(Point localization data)
= Beginning of Section =

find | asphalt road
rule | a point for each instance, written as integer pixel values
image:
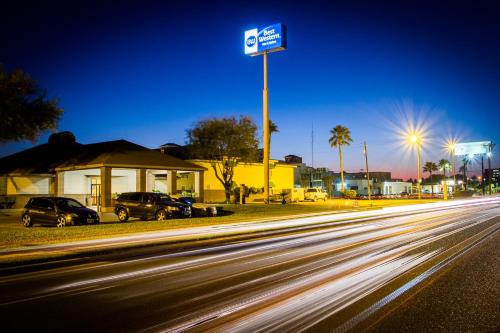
(356, 276)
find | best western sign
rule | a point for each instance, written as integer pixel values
(269, 39)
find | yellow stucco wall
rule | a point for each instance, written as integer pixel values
(250, 174)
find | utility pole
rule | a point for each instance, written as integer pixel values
(419, 190)
(490, 175)
(265, 97)
(482, 172)
(312, 155)
(365, 150)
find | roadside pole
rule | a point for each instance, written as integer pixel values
(261, 42)
(265, 109)
(454, 170)
(367, 173)
(489, 170)
(418, 172)
(482, 173)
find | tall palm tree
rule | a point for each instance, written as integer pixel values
(340, 136)
(430, 167)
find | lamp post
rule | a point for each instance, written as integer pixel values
(451, 149)
(365, 151)
(489, 170)
(416, 140)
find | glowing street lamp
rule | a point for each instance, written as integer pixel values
(451, 148)
(415, 139)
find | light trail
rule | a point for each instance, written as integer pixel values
(278, 282)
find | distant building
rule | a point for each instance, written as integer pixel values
(293, 159)
(381, 182)
(495, 176)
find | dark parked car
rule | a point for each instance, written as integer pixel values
(58, 211)
(148, 205)
(197, 209)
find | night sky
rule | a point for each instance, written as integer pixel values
(146, 71)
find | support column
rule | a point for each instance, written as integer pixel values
(172, 182)
(59, 184)
(199, 185)
(106, 189)
(140, 180)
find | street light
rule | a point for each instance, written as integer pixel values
(415, 139)
(451, 149)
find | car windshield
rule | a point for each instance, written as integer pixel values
(68, 203)
(164, 197)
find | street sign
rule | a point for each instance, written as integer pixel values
(268, 39)
(472, 148)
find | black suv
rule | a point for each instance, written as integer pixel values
(57, 210)
(149, 204)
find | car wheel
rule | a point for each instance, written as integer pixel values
(61, 221)
(122, 215)
(27, 222)
(161, 215)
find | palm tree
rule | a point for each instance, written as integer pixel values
(340, 136)
(430, 167)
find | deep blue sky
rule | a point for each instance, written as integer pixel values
(146, 71)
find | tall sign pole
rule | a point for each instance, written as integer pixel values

= End of Section =

▸ Work request
Your answer must be one number: how many lines of the entries hold the string "tall".

▸ Task output
2